# Listed entries:
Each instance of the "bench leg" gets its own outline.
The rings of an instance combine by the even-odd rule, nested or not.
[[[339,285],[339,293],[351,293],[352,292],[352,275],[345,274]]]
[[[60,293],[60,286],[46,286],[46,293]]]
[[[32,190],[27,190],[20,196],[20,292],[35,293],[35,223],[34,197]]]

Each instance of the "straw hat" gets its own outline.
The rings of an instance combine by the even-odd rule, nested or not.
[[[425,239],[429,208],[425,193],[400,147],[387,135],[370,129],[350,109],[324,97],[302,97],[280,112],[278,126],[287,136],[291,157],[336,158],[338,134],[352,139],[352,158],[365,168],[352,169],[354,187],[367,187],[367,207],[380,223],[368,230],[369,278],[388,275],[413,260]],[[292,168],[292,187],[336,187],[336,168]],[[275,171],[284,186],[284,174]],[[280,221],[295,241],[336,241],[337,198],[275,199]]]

# Task objective:
Reproduce all of the data above line for line, scaling every polygon coordinate by 2.1 and rounding each result to a whole number, with halves rounded up. Leave all other wording and numbers as they are.

# Full response:
Each instance of the "bench leg" gets its own outline.
The rings of an instance combine by the even-odd rule, nested or not.
[[[712,599],[712,615],[737,615],[739,613],[739,578],[725,575]]]
[[[126,615],[126,601],[97,601],[97,615]]]
[[[67,399],[57,399],[42,412],[42,613],[74,615],[74,468],[71,414]]]

Each instance of the "straw hat" gets its own outline.
The rings of an instance combine by the even-odd rule, nested or not.
[[[893,502],[901,437],[893,405],[840,309],[813,284],[777,271],[735,229],[680,204],[634,204],[588,235],[584,265],[603,286],[611,330],[706,332],[710,281],[739,292],[739,332],[767,353],[739,355],[743,393],[771,393],[771,435],[798,468],[773,483],[775,584],[815,578],[867,546]],[[613,353],[613,393],[706,393],[706,353]],[[578,359],[596,391],[596,365]],[[588,464],[620,506],[706,506],[708,416],[578,418]]]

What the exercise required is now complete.